──────── DATA TO USE

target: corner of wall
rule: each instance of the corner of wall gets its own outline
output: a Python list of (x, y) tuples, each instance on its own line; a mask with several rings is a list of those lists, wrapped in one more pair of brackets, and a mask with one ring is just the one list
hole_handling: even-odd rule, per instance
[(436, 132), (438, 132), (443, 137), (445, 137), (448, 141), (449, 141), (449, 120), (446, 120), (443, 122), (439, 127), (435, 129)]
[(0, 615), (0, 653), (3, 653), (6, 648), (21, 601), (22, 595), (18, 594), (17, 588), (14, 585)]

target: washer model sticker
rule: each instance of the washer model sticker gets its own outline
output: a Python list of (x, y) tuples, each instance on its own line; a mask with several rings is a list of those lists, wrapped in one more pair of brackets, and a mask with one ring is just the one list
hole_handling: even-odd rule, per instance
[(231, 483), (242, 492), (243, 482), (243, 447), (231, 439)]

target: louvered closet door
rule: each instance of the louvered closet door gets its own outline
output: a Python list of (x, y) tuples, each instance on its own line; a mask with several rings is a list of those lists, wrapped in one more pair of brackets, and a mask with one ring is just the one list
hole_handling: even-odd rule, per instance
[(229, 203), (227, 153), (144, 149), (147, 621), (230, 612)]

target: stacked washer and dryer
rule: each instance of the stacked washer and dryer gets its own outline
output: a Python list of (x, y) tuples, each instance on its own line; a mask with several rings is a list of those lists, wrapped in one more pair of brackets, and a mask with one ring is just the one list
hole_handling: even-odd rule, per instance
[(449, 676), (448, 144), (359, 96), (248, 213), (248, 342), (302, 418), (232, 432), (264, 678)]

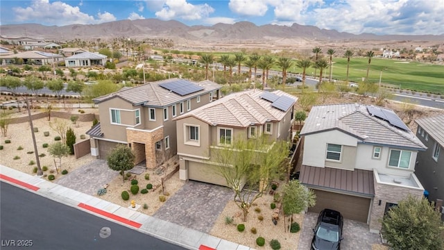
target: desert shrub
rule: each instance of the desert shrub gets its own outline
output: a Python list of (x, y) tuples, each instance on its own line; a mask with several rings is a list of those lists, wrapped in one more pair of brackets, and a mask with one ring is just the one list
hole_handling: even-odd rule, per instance
[(137, 185), (132, 185), (130, 190), (133, 194), (137, 194), (139, 192), (139, 186)]
[(300, 230), (300, 226), (298, 222), (291, 223), (290, 226), (290, 233), (298, 233)]
[(130, 194), (128, 194), (126, 191), (123, 191), (121, 196), (122, 197), (123, 201), (128, 201), (128, 199), (130, 199)]
[(280, 249), (280, 243), (278, 240), (271, 240), (270, 241), (270, 247), (273, 250)]
[(256, 244), (257, 244), (259, 247), (264, 247), (265, 244), (265, 239), (264, 239), (263, 237), (258, 237), (257, 239), (256, 239)]

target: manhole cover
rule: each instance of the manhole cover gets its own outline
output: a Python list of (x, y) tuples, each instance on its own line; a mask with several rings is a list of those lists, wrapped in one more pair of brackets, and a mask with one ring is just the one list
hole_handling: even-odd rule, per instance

────────────────

◆ DIRECTIONS FOR THIS TASK ◆
Copy every one of the entries above word for word, leaving out the pictures.

◆ WORKED SOLUTION ◆
target: corner of wall
rule: each instance of the corner of wall gets its own outline
output: a Python list of (x, y) tuples, each instance on its own line; a mask with several rings is a list of those lists, wrapped in one more pair of brackets, and a mask with one ring is just the one list
hole_handling: even-odd rule, per instance
[(436, 132), (438, 132), (443, 137), (445, 137), (448, 141), (449, 141), (449, 120), (446, 120), (443, 122), (439, 127), (435, 129)]
[(0, 615), (0, 653), (3, 653), (6, 648), (21, 601), (22, 595), (18, 594), (17, 588), (14, 585)]

target: washer model sticker
rule: each instance of the washer model sticker gets its own outline
output: a Python list of (x, y) tuples, each instance on its own line; a mask with several rings is a list of those lists, wrapped in one more pair of brackets, and a mask with one ring is just the one list
hole_handling: even-odd rule, per instance
[(231, 483), (242, 492), (243, 482), (243, 447), (231, 439)]

target: louvered closet door
rule: each instance of the louvered closet door gets its own outline
output: a Python list of (x, y) tuples, each instance on its own line; a mask with several rings is a list of those lists, wrapped in one more pair of brackets, and a mask with one ring is just the one list
hole_handling: even-odd rule, per instance
[(229, 203), (227, 153), (144, 149), (147, 621), (230, 612)]

target: stacked washer and dryer
rule: each instance of the stacked washer and dryer gets its own outline
output: a Python list of (x, y) tuples, each instance on its own line; a mask with several rings is a list of those lists, wrapped in one more pair of brackets, and a mask with one ring is just the one list
hole_handling: even-odd rule, per instance
[(449, 676), (448, 144), (359, 96), (248, 213), (248, 342), (302, 418), (232, 432), (264, 678)]

target: desert shrub
rule: each instance of the desert shrub gets its own outline
output: a Python list of (x, y) tuples, each instance on its own line; a mask with several rings is a list of those lists, wrapped in one more pair of brackets, and a mask with one ring is just the one list
hole_handling: even-odd rule, per instance
[(137, 185), (132, 185), (130, 190), (133, 194), (137, 194), (139, 192), (139, 186)]
[(300, 230), (300, 226), (298, 222), (291, 223), (290, 226), (290, 233), (298, 233)]
[(130, 194), (128, 194), (126, 191), (123, 191), (121, 196), (122, 197), (123, 201), (128, 201), (128, 199), (130, 199)]
[(280, 249), (280, 243), (278, 240), (271, 240), (270, 241), (270, 247), (273, 250)]
[(256, 244), (257, 244), (259, 247), (264, 247), (265, 244), (265, 239), (264, 239), (263, 237), (258, 237), (257, 239), (256, 239)]

target: manhole cover
rule: each instance of the manhole cover gets its own outline
output: a Python list of (x, y) tuples, each instance on its own line; a mask with several rings is a list of those lists, wrapped in one more pair of brackets, and a mask with one ring is just the one list
hole_handling: even-odd rule, per instance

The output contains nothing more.